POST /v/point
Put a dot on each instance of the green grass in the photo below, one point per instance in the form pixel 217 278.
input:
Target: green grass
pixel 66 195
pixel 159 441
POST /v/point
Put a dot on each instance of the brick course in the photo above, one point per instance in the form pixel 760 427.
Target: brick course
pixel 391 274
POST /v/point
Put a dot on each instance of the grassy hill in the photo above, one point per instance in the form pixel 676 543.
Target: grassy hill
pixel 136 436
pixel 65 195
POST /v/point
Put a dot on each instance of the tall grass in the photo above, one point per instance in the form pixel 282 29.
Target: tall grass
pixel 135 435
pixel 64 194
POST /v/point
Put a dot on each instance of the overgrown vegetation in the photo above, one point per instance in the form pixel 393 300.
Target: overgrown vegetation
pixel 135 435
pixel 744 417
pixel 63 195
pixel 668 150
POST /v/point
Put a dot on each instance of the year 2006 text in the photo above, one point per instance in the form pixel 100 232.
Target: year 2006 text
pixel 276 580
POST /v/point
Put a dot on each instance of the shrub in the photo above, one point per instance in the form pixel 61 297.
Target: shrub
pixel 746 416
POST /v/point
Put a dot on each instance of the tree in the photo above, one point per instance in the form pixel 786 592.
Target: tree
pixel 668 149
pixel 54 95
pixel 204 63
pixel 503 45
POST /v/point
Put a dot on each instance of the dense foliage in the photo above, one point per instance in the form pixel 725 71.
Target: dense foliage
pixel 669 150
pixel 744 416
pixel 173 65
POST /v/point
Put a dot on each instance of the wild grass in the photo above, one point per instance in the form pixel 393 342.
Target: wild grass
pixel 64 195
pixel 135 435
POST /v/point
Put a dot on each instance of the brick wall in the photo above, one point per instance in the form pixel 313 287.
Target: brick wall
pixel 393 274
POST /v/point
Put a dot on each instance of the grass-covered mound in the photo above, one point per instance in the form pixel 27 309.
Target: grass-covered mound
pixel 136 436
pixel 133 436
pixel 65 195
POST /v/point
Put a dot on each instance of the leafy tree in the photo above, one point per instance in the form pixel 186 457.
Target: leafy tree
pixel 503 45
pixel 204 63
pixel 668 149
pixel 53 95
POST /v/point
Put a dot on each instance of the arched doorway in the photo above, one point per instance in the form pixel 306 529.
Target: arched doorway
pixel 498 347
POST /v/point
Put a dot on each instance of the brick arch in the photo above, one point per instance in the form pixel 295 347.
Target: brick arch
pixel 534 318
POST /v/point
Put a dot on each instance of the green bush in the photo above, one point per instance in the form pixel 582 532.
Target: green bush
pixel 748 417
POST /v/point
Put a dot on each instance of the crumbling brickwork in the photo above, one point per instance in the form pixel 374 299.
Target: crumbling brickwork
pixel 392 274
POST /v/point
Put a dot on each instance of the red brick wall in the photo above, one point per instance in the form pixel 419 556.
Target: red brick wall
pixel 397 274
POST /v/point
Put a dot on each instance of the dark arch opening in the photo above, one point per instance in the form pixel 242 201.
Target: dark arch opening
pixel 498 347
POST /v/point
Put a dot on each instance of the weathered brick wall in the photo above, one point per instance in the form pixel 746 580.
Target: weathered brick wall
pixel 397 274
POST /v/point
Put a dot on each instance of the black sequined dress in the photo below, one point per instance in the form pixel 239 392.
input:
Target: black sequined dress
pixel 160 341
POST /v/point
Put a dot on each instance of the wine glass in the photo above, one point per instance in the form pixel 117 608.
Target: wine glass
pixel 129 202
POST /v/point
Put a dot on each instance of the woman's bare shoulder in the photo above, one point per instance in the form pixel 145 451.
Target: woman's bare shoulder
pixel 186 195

-=-=-=-=-

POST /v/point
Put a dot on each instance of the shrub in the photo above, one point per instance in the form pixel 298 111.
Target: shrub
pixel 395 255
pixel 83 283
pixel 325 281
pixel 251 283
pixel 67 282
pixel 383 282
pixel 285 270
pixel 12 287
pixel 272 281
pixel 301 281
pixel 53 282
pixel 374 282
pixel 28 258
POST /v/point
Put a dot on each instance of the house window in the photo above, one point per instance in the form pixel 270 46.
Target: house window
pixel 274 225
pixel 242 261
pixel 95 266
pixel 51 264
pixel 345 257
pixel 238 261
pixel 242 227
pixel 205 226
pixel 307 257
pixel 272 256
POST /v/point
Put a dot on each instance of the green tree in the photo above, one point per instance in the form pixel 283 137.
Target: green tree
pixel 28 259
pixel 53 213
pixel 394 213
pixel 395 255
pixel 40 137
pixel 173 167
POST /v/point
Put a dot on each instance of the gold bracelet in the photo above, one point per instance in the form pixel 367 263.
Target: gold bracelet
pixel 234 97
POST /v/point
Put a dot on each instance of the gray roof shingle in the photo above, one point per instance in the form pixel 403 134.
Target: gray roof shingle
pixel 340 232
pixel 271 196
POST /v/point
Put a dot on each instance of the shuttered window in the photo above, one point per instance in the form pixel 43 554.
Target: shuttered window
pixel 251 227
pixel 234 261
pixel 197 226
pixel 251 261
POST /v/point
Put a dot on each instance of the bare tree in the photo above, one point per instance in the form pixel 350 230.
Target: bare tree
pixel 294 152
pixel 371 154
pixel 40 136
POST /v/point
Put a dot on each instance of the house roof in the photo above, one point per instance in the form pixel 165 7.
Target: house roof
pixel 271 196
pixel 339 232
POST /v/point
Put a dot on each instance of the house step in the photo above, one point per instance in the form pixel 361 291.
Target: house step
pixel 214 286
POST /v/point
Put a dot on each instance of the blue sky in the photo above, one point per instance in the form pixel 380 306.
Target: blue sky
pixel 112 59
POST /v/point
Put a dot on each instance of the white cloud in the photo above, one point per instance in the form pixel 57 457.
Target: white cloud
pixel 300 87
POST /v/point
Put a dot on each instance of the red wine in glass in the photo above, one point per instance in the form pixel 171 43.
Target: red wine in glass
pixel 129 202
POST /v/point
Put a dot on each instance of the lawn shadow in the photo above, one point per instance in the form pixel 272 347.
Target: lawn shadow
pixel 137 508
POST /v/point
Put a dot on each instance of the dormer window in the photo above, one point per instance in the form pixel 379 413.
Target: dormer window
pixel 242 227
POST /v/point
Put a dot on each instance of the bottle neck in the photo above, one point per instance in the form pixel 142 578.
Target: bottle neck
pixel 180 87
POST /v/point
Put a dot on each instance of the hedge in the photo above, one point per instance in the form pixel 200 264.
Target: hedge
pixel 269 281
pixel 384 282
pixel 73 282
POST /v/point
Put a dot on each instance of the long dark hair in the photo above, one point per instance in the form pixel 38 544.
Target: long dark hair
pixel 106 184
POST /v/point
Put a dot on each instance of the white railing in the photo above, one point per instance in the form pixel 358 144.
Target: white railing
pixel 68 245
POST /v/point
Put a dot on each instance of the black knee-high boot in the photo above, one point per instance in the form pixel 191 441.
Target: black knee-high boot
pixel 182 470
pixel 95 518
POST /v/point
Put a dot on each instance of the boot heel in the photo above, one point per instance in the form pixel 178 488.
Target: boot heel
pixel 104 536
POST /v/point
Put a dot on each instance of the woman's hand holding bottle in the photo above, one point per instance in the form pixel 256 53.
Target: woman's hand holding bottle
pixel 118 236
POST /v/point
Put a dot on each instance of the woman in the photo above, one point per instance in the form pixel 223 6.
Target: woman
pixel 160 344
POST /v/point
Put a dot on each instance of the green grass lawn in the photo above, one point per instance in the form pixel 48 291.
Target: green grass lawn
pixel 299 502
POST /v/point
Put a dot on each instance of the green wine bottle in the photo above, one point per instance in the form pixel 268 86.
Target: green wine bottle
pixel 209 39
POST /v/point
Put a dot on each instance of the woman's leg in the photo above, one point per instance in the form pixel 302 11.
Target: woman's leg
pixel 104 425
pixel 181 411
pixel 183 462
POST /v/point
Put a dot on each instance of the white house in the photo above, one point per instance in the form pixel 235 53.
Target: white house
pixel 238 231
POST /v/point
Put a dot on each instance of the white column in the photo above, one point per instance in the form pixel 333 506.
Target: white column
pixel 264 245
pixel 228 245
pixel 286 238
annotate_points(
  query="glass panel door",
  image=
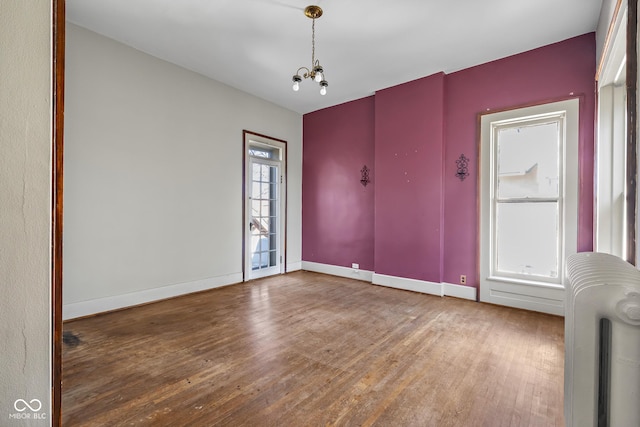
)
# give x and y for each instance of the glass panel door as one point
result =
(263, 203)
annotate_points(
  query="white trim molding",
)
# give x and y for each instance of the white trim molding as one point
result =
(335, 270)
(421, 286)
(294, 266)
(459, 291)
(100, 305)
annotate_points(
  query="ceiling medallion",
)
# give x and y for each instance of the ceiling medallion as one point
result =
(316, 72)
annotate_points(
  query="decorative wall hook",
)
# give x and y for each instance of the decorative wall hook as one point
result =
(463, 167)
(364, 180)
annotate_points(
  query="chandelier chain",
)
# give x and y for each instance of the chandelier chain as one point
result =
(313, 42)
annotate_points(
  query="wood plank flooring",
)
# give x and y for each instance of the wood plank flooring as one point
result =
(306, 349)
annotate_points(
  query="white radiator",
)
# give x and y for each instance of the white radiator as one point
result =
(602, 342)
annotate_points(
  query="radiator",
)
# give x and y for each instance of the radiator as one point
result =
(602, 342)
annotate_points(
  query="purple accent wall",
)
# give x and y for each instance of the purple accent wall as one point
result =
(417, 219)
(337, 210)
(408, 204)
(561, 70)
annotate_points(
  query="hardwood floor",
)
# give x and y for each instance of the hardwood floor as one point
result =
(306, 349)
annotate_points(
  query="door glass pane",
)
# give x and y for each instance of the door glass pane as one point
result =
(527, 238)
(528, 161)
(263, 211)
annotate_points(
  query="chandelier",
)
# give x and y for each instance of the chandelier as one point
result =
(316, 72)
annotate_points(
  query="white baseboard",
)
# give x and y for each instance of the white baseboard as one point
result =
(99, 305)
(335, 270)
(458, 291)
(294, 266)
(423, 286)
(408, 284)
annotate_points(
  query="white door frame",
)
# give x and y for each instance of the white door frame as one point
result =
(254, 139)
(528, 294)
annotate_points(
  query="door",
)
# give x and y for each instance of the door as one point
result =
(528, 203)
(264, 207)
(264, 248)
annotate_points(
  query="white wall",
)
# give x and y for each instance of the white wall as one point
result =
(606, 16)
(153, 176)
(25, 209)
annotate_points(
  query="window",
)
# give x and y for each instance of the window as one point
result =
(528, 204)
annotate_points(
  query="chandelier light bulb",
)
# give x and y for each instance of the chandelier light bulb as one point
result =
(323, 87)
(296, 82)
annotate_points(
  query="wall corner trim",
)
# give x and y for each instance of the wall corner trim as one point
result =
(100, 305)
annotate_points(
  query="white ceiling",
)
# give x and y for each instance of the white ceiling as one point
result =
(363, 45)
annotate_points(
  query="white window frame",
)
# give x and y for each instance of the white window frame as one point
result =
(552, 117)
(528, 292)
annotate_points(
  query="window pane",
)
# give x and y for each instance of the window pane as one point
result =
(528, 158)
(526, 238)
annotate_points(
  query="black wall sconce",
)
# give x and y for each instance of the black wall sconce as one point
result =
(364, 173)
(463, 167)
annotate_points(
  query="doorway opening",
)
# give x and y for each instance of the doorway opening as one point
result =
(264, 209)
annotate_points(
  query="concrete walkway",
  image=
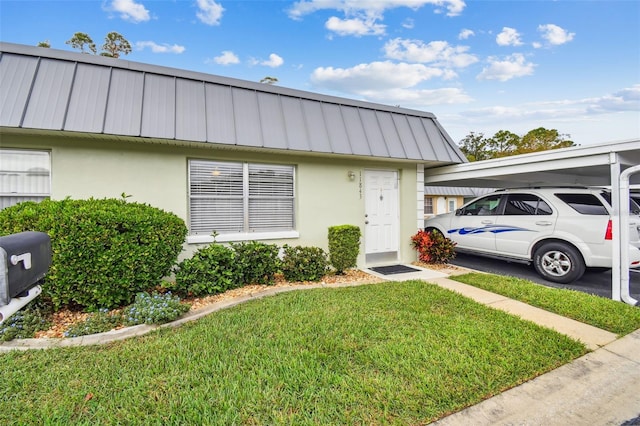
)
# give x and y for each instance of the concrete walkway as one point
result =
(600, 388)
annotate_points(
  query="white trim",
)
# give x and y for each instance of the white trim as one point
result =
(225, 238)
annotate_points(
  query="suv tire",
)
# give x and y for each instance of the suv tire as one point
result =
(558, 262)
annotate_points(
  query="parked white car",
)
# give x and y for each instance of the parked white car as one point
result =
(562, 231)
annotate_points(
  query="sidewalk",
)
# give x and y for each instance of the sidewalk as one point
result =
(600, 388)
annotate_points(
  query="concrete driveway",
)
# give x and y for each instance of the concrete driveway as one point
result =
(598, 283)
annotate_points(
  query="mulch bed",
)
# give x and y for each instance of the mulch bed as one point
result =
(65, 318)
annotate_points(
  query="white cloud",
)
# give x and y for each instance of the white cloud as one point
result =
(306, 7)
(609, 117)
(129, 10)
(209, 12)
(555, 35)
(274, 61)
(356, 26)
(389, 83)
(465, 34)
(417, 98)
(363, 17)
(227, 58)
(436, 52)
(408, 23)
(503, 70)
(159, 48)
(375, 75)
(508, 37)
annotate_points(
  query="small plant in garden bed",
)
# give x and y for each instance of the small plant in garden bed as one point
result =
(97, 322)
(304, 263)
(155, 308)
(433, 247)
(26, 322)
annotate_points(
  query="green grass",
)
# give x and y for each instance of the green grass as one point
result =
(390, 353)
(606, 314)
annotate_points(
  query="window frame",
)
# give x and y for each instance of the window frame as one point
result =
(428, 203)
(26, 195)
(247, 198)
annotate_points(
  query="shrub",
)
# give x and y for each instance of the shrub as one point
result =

-=-=-=-=-

Work out the number of lines in the records that contain the string "plank". Nothing but that number should be sent back.

2